— 課題設定 —
以下の行のうち、文字列「branch」を含む行を数え、その数のみを答えよ。

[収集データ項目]
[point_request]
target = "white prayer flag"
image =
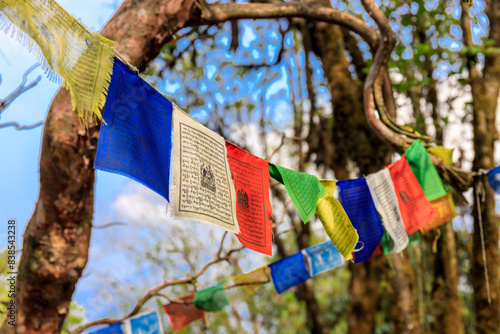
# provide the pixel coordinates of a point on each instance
(386, 202)
(202, 187)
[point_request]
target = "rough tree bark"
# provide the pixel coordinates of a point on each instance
(446, 303)
(56, 240)
(485, 87)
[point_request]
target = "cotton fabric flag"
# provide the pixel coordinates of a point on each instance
(83, 58)
(145, 323)
(212, 299)
(111, 329)
(303, 189)
(386, 202)
(184, 313)
(445, 212)
(494, 179)
(202, 187)
(388, 244)
(135, 141)
(361, 211)
(424, 171)
(337, 225)
(322, 257)
(445, 154)
(252, 281)
(288, 272)
(253, 207)
(415, 208)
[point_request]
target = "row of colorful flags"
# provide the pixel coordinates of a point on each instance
(208, 179)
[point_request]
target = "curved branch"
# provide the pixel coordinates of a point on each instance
(217, 13)
(155, 291)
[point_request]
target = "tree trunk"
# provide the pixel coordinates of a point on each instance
(446, 304)
(57, 237)
(487, 314)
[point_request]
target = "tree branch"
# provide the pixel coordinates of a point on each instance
(216, 13)
(20, 89)
(155, 291)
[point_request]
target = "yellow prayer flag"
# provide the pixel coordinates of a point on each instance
(445, 154)
(335, 221)
(445, 212)
(83, 58)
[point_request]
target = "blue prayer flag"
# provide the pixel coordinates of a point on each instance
(494, 179)
(111, 329)
(146, 323)
(136, 139)
(289, 272)
(323, 257)
(360, 209)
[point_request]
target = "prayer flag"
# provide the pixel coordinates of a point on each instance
(494, 179)
(445, 154)
(445, 212)
(135, 141)
(251, 281)
(83, 58)
(289, 271)
(111, 329)
(390, 247)
(184, 313)
(424, 171)
(212, 299)
(335, 221)
(145, 323)
(303, 189)
(386, 202)
(202, 186)
(415, 208)
(322, 257)
(253, 207)
(361, 211)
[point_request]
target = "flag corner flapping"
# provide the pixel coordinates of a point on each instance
(65, 48)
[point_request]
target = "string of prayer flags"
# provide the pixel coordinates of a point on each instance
(386, 202)
(445, 212)
(144, 323)
(111, 329)
(445, 154)
(202, 186)
(424, 171)
(183, 313)
(303, 189)
(361, 211)
(494, 179)
(212, 299)
(251, 281)
(135, 141)
(415, 208)
(83, 58)
(253, 207)
(322, 257)
(337, 225)
(288, 272)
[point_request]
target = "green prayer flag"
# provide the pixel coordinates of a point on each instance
(303, 189)
(212, 299)
(424, 170)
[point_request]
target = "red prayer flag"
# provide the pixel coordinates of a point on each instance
(253, 207)
(182, 314)
(415, 208)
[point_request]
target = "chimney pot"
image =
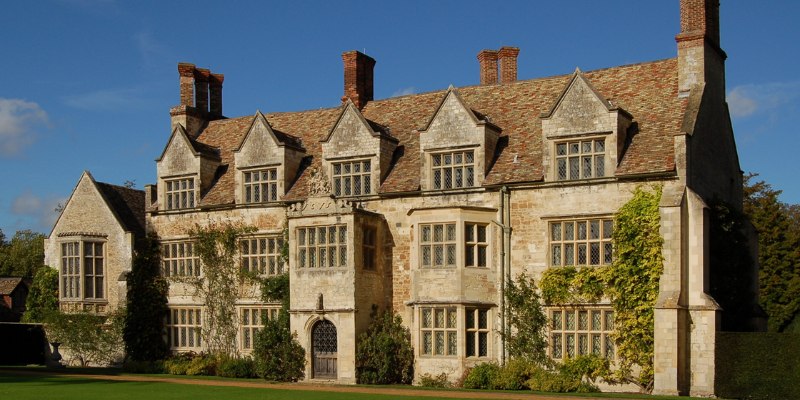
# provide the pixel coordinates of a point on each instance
(358, 77)
(508, 63)
(487, 60)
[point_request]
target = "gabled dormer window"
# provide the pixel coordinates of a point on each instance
(582, 159)
(260, 185)
(352, 178)
(453, 170)
(180, 193)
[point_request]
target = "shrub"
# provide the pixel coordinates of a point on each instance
(278, 356)
(481, 376)
(384, 354)
(439, 381)
(233, 367)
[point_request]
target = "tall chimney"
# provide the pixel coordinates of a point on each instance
(358, 77)
(700, 58)
(488, 64)
(186, 83)
(215, 85)
(508, 63)
(201, 89)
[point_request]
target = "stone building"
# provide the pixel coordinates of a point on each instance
(423, 204)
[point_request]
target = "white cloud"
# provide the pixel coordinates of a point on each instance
(18, 120)
(107, 99)
(40, 209)
(747, 100)
(404, 91)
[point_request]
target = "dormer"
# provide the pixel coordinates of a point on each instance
(457, 146)
(185, 169)
(266, 162)
(357, 153)
(583, 134)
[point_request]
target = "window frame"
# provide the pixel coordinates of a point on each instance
(72, 272)
(311, 251)
(189, 329)
(467, 170)
(268, 263)
(180, 198)
(560, 242)
(596, 156)
(448, 330)
(560, 347)
(341, 179)
(185, 260)
(268, 185)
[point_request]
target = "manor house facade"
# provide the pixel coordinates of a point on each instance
(424, 204)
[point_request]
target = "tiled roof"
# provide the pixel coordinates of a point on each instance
(128, 204)
(7, 285)
(648, 91)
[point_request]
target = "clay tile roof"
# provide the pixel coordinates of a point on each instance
(128, 204)
(7, 285)
(647, 91)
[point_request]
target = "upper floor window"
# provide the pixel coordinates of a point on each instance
(581, 242)
(438, 245)
(261, 185)
(352, 178)
(453, 170)
(475, 245)
(178, 259)
(322, 246)
(180, 193)
(82, 270)
(183, 328)
(262, 255)
(580, 159)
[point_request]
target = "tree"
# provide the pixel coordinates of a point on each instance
(384, 354)
(43, 296)
(23, 255)
(778, 251)
(526, 320)
(146, 304)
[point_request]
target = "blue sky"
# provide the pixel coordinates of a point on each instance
(87, 84)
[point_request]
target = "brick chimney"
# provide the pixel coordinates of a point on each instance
(487, 59)
(215, 85)
(508, 63)
(358, 77)
(700, 58)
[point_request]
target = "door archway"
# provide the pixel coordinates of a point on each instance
(324, 349)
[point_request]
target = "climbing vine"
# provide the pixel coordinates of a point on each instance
(216, 244)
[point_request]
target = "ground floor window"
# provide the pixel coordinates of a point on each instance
(251, 320)
(581, 331)
(183, 328)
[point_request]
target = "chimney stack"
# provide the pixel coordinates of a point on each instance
(508, 63)
(488, 64)
(701, 61)
(358, 77)
(215, 85)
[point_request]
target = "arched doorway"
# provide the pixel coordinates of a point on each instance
(324, 347)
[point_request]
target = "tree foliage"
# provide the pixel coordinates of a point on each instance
(526, 320)
(43, 295)
(778, 226)
(23, 255)
(219, 285)
(632, 283)
(89, 339)
(146, 304)
(384, 354)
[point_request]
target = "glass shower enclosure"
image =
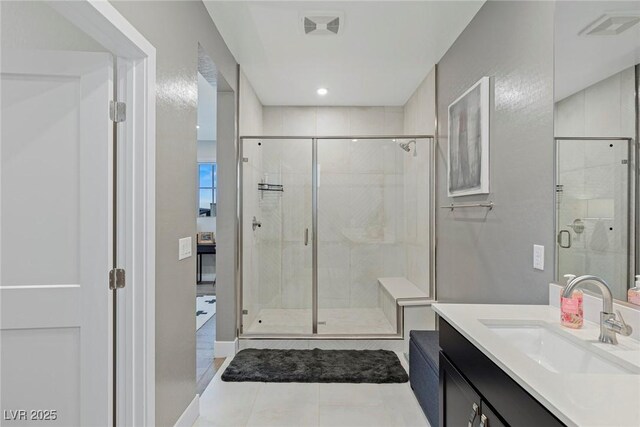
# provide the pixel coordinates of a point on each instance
(321, 220)
(594, 209)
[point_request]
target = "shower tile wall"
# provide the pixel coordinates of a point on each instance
(419, 119)
(603, 109)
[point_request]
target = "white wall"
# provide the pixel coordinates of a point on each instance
(419, 119)
(333, 121)
(591, 173)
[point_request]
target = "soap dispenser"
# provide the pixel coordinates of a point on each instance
(571, 312)
(633, 295)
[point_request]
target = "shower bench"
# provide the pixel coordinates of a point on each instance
(406, 306)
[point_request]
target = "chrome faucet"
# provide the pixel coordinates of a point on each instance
(609, 324)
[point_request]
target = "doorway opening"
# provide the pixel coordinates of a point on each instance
(209, 83)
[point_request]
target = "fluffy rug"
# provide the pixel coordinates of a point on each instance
(316, 366)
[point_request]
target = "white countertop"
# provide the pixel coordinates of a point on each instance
(576, 399)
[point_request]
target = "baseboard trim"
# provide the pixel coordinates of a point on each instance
(225, 348)
(191, 414)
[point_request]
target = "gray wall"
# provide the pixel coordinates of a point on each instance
(488, 258)
(175, 29)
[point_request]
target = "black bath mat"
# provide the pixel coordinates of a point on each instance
(316, 366)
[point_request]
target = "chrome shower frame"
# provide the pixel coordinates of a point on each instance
(431, 140)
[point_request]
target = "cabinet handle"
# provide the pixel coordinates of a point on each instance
(474, 414)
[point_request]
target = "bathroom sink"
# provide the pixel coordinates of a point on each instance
(558, 351)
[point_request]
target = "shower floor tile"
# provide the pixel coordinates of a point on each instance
(352, 321)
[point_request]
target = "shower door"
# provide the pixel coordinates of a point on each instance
(277, 252)
(592, 196)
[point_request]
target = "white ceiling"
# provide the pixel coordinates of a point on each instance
(383, 52)
(580, 60)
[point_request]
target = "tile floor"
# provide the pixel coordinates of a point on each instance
(300, 404)
(353, 321)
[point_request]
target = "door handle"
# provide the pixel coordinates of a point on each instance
(568, 245)
(474, 414)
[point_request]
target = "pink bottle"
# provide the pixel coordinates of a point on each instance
(571, 312)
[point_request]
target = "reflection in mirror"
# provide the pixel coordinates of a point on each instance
(597, 52)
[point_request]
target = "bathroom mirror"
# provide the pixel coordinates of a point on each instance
(597, 57)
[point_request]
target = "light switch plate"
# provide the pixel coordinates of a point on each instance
(538, 257)
(184, 248)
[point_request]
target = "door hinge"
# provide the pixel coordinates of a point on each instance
(117, 111)
(116, 278)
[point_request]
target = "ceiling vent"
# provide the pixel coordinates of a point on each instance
(322, 23)
(612, 24)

— 解答 —
2